Set task => Copy the data below, changing each occurrence of "bounding box" to "box coordinates" and leaving everything else the same.

Data lines =>
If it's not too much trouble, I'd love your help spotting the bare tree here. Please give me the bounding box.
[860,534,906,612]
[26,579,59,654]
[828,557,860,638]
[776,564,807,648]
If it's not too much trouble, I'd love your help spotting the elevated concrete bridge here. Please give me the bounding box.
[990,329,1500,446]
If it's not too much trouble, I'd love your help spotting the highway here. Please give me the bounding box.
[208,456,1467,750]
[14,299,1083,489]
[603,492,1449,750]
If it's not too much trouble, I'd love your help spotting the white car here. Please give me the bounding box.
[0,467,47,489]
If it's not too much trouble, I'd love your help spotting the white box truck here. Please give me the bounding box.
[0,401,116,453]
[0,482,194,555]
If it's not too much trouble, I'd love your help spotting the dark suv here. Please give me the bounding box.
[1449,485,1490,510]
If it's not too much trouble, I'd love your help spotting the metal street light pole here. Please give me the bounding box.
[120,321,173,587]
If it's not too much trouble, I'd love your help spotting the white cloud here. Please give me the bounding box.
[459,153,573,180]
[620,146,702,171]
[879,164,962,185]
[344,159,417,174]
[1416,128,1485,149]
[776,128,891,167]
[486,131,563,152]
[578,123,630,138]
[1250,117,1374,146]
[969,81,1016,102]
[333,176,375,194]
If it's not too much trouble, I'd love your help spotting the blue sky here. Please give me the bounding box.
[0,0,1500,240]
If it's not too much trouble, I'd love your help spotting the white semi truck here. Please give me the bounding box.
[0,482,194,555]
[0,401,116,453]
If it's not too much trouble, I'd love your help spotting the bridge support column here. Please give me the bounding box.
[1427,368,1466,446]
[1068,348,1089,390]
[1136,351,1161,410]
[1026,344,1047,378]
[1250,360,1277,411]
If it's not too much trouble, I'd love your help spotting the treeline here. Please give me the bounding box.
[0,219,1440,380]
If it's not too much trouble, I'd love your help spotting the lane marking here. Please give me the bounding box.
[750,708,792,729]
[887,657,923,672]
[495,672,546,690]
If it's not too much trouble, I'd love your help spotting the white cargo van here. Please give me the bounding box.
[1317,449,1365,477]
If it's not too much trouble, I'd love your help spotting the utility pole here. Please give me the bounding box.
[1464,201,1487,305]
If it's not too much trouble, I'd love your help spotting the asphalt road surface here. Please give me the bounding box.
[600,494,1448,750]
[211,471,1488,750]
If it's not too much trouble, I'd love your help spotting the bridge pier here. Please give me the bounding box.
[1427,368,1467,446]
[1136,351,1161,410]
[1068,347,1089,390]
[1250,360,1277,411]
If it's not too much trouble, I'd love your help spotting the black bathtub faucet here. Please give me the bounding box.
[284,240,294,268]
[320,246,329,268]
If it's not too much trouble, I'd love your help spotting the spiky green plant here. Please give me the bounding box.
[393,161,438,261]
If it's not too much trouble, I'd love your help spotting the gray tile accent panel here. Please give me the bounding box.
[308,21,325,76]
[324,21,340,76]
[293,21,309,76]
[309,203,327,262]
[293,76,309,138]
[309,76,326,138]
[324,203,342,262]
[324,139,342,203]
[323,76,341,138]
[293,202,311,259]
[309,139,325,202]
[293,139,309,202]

Answer for the task =>
If it's not too much trouble, I'd love your help spotting the bare tree here. Please give me the box coordinates.
[860,534,906,612]
[26,579,59,654]
[828,557,860,638]
[776,564,807,648]
If it's not too much trouble, I'd love your help spotting the elevated concrete bridge here. Please give me the box coordinates.
[990,329,1500,446]
If it's not too much trouble, I'd love your help spotting the highway here. Please give me the box coordinates.
[208,456,1467,750]
[14,299,1083,489]
[603,492,1449,750]
If it's not too much trouble, I'd love your help spotting the white car here. Please give me the box coordinates.
[0,467,47,489]
If it's not too much trouble, I'd love your help spotting the white box truck here. Please give me the box coordinates.
[0,401,116,453]
[0,482,194,555]
If it's not too much trouble, I'd love your help spotting the dark suv here. Please give me the box coordinates.
[1449,485,1490,510]
If it's not too much trouble, I'd love your help spotting the metal street light pole here. Please give me the box coordinates.
[120,321,173,587]
If it's not too much trouble, I'd love your help spotting the white cloud here. Please give me the box coordinates.
[459,153,573,180]
[620,146,702,171]
[879,164,962,185]
[344,159,417,174]
[1416,128,1485,149]
[776,128,891,167]
[486,131,563,152]
[578,123,630,138]
[1250,117,1374,146]
[969,81,1016,102]
[333,176,375,194]
If it's not too much trouble, I'd love your help spotting the blue sky here. Please give me the box coordinates.
[0,0,1500,240]
If it's not too much trouble, I'd love your help spotting the white semi truck here. Please give me the box coordinates.
[0,482,194,555]
[0,401,116,453]
If it's not too much trouble, I'd love your help spotting the bridge support column here. Please give me the box coordinates.
[1427,368,1466,446]
[1068,348,1089,390]
[1136,351,1161,410]
[1026,344,1047,378]
[1250,360,1277,411]
If it's not too much trouble, I'd love your help spotting the treeline here. Please give me the box coordinates.
[0,219,1440,380]
If it's not too much trouble, I'd love your help spotting the lane marking here. Please give me the box coordinates.
[750,708,792,729]
[887,657,923,672]
[495,672,546,690]
If it's not too much trouble, I'd love your help spotting the white cargo van here. Please give me the box coordinates.
[1317,449,1365,477]
If it's not too much trouble, I'd love your help spotting the utility pole here. Please give me the box coordinates.
[1464,201,1487,305]
If it's not too much trouble, I'd love your help spotting the asphalt road surface here. Please give me the box coordinates.
[600,494,1448,750]
[211,471,1488,750]
If it's not too much trouble, I'd love your help spotting the bridge pier here. Please give me the box coordinates.
[1427,368,1467,446]
[1136,351,1161,410]
[1068,347,1089,390]
[1250,360,1277,411]
If it's not too much trouble, I'd love your help spotting the black bathtub faucet here. Please give me the box coordinates.
[284,240,294,268]
[320,246,329,268]
If it's not too much trouble, I'd love your help spotting the spiky green plant here. Please give me the box coordinates.
[393,161,438,261]
If it's not too much trouble, I'd love your help spotting the gray tile accent panel here. Please give me the box coordinates.
[308,21,325,76]
[324,21,340,76]
[293,21,309,76]
[309,203,327,262]
[293,76,309,138]
[309,76,326,138]
[324,203,342,262]
[324,139,342,203]
[323,76,341,138]
[293,202,311,259]
[309,139,325,202]
[293,139,309,202]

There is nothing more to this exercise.